▶ **Task instructions**
Express the stretch of the records from the line containing "of the man's" through the line containing "x=192, y=146" as a Markdown table with the columns Row and Text. Number each line in order and omit any blank lines.

▶ **Exercise data**

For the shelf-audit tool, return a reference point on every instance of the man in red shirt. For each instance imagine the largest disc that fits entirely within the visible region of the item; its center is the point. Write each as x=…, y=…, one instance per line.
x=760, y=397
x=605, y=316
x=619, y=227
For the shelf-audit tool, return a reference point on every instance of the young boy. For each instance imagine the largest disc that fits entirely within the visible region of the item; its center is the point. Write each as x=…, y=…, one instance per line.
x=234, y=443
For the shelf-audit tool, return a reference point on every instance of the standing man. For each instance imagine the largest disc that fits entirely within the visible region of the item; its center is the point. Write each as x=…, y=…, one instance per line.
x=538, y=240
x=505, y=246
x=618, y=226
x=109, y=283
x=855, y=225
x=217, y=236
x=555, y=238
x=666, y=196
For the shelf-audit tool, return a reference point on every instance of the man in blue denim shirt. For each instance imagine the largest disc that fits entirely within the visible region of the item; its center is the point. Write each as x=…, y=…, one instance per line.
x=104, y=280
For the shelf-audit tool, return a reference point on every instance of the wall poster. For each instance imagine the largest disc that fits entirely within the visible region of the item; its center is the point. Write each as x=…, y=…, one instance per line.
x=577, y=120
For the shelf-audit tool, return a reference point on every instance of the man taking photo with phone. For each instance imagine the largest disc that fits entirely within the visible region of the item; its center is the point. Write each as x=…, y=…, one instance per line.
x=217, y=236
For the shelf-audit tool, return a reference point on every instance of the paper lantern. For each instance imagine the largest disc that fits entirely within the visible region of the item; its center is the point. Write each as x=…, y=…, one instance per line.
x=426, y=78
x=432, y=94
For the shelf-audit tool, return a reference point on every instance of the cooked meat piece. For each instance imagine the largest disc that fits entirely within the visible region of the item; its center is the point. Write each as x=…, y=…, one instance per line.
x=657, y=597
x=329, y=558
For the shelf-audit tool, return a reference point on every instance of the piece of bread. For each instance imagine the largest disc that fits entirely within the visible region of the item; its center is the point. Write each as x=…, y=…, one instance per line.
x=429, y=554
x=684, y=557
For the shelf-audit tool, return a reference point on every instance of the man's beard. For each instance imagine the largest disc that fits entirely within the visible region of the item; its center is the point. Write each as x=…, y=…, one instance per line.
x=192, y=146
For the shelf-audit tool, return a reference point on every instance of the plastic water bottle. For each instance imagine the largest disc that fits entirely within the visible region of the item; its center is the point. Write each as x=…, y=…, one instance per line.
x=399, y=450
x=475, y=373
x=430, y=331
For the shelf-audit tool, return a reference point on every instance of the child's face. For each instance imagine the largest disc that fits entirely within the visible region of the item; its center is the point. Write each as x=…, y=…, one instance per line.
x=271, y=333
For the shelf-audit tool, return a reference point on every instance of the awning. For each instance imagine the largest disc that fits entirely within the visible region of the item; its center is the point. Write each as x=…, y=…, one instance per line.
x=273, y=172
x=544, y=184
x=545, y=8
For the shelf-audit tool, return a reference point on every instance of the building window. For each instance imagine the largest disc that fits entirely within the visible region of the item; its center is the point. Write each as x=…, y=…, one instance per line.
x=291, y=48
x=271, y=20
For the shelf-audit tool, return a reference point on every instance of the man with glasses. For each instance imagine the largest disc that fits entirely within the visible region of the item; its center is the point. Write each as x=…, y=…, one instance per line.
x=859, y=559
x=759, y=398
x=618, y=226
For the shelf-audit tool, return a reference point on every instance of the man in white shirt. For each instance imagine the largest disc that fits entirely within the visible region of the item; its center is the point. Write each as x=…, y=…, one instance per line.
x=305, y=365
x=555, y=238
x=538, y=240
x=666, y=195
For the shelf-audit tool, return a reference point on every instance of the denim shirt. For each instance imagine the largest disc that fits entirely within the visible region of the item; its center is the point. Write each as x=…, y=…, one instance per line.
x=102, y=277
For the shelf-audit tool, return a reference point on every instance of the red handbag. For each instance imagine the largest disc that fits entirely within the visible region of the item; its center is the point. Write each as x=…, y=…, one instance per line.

▶ **Completed exercise**
| Row | Text |
|---|---|
| 1 | For the shelf-audit tool, return a reference point on every instance of the man's beard. For each instance imagine the largest disc that fits entirely within the visible region of the item; its center is the point. Write each as x=…, y=…, one instance per line. |
| 2 | x=192, y=146 |